## What is needed
After finding the line that contains "Phrase: fern pinna", give again that line and each one following it, exactly, until the records end.

## Data listing
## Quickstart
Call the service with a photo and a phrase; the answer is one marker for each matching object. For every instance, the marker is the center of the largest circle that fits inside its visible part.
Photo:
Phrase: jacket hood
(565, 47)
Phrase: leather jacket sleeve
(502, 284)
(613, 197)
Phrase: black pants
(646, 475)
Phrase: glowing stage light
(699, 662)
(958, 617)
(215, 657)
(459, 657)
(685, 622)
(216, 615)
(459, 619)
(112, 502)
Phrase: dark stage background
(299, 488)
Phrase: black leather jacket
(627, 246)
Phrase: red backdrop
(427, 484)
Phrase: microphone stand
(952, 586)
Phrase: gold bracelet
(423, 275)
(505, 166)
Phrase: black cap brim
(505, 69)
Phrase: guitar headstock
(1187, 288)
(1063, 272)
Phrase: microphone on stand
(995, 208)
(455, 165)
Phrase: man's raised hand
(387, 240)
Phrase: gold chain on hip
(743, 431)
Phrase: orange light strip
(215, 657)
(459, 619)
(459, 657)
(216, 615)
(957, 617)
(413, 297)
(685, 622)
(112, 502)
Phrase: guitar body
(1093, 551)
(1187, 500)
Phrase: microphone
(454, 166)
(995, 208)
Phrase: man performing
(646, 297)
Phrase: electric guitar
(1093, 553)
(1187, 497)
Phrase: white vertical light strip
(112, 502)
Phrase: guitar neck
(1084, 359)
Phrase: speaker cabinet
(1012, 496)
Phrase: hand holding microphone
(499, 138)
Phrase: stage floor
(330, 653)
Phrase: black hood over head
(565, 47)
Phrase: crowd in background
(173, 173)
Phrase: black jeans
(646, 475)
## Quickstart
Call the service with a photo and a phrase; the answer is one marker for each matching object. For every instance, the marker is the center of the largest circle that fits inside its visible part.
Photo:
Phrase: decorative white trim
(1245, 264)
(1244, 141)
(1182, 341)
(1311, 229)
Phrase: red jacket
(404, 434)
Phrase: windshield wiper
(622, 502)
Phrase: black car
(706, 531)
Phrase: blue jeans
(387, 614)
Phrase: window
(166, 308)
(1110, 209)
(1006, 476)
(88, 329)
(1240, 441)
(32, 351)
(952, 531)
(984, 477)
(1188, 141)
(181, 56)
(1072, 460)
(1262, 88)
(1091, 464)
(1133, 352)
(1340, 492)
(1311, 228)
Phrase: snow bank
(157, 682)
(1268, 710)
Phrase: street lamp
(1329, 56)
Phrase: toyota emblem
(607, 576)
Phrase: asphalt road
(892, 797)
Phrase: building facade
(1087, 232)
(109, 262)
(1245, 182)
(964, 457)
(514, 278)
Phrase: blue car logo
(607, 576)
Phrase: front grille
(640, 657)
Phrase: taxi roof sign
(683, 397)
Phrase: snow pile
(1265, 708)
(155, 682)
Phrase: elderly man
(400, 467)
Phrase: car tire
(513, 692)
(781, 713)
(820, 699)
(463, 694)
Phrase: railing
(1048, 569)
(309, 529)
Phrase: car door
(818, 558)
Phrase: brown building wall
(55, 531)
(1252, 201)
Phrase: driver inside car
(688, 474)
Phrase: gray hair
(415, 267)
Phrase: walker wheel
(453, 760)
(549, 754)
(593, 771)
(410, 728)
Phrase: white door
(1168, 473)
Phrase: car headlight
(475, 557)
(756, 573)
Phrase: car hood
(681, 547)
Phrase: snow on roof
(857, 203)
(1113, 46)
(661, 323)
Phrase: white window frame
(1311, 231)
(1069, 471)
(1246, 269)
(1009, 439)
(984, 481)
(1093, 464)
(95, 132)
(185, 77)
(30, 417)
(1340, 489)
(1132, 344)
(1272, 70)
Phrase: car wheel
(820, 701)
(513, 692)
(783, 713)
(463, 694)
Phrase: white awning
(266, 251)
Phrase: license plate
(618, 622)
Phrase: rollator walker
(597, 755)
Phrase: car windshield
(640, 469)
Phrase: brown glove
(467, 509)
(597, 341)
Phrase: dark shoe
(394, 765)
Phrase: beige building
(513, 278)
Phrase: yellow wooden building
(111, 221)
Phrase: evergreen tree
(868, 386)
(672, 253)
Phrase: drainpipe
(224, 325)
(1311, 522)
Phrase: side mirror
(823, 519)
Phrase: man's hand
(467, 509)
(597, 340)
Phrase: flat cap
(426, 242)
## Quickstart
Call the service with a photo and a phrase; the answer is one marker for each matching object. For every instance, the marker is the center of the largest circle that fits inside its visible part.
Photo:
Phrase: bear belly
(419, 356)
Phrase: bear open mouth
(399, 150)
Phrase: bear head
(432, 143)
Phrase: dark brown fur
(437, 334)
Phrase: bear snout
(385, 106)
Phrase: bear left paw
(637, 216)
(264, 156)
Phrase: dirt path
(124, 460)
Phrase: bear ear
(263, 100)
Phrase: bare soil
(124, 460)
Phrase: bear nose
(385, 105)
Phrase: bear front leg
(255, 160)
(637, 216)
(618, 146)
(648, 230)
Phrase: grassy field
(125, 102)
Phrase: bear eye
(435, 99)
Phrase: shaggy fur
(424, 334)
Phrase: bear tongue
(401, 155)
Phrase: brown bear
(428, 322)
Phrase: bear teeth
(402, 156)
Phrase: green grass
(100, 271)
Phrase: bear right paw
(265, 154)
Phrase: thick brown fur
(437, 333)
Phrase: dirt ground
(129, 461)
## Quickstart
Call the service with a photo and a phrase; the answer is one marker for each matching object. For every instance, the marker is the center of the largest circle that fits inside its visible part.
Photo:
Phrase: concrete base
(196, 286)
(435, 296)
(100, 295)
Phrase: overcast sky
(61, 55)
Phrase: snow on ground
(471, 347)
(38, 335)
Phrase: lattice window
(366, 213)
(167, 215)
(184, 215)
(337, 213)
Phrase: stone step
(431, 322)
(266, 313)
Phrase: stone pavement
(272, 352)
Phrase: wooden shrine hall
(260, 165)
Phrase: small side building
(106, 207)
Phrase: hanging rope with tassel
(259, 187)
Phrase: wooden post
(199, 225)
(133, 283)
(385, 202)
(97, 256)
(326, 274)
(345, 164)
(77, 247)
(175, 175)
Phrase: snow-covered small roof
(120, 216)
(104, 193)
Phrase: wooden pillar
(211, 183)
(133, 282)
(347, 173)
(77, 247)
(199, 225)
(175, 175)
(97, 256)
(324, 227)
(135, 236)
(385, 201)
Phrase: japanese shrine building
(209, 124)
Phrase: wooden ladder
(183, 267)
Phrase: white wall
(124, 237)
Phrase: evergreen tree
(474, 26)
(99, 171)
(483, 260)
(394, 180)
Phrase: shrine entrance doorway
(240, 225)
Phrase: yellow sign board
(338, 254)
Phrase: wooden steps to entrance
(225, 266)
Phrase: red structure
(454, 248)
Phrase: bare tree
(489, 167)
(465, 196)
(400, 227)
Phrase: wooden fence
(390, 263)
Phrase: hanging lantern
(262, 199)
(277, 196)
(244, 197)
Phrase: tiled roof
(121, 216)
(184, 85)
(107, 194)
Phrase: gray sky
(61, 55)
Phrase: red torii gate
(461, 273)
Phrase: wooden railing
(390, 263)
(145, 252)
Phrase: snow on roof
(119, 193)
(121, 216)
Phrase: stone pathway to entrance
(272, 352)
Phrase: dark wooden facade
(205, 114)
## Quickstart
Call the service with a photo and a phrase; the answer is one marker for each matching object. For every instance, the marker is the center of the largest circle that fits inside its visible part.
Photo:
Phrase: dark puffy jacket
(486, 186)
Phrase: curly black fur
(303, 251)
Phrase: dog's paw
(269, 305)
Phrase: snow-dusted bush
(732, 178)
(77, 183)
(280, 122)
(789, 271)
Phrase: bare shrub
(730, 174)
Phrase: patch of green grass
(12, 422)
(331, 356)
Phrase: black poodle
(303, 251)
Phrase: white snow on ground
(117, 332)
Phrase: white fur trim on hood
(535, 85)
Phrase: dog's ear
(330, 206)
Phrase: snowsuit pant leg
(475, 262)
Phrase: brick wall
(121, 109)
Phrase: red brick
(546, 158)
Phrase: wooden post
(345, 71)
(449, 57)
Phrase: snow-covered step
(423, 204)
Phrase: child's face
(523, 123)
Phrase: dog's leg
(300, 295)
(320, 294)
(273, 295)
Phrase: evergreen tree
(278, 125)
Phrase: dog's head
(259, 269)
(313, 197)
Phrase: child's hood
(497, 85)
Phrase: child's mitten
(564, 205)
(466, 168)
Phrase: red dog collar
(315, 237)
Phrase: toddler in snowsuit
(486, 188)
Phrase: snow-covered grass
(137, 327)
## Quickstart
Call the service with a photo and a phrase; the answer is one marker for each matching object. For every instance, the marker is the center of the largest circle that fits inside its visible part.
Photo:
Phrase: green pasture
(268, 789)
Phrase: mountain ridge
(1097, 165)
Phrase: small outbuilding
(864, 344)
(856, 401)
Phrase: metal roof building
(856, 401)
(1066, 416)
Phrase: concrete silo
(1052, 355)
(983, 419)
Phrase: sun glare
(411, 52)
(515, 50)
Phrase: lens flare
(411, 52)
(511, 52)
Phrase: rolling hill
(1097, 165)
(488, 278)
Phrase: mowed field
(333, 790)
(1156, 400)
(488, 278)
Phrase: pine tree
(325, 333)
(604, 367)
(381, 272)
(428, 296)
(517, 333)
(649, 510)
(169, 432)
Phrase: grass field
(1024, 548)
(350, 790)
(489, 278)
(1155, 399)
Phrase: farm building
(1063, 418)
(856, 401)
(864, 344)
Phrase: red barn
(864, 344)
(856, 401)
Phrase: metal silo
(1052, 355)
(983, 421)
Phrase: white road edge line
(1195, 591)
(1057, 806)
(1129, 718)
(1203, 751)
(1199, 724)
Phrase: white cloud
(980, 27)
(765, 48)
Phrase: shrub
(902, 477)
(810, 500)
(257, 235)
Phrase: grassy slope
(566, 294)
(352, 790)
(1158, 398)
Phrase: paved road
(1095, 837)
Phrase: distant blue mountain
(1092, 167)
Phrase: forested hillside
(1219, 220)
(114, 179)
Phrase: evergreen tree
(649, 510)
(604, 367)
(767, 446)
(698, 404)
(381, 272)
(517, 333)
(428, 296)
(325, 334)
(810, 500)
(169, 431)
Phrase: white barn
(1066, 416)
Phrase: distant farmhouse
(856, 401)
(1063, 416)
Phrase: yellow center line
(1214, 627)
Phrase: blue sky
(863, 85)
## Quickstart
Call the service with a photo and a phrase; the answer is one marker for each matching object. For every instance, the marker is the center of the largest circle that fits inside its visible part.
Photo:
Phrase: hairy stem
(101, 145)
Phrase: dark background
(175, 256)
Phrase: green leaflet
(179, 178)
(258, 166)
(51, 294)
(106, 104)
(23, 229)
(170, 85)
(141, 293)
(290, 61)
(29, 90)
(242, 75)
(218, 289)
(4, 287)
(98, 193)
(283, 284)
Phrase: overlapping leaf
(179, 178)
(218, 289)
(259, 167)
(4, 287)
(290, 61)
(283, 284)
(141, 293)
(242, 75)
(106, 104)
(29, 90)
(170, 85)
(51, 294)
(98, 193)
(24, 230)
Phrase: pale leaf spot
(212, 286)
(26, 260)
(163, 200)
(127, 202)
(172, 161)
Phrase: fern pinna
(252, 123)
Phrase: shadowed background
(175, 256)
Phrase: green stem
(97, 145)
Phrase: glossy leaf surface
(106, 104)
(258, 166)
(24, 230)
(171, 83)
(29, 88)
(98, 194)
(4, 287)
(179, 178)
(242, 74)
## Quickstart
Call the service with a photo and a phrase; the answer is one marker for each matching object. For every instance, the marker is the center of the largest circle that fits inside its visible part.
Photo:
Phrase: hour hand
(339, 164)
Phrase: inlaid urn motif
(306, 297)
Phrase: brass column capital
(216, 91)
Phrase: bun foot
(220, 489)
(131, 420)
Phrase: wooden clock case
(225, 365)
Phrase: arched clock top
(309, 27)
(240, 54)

## Solution for this task
Phrase: fern pinna
(252, 123)
Phrase: shadowed background
(175, 256)
Phrase: green stem
(97, 145)
Phrase: glossy leaf surface
(106, 104)
(258, 166)
(24, 230)
(171, 83)
(29, 88)
(98, 194)
(4, 287)
(179, 178)
(242, 74)
## Quickstart
Call the service with a photo and a phrase; the answer is one marker for each matching object. For every instance, the marker is the center of the largest circle that fits inside its visible part.
Photo:
Phrase: hour hand
(339, 164)
Phrase: inlaid urn motif
(306, 297)
Phrase: brass column capital
(216, 91)
Phrase: bun foot
(220, 489)
(131, 420)
Phrase: wooden clock case
(225, 365)
Phrase: arched clock top
(309, 27)
(240, 54)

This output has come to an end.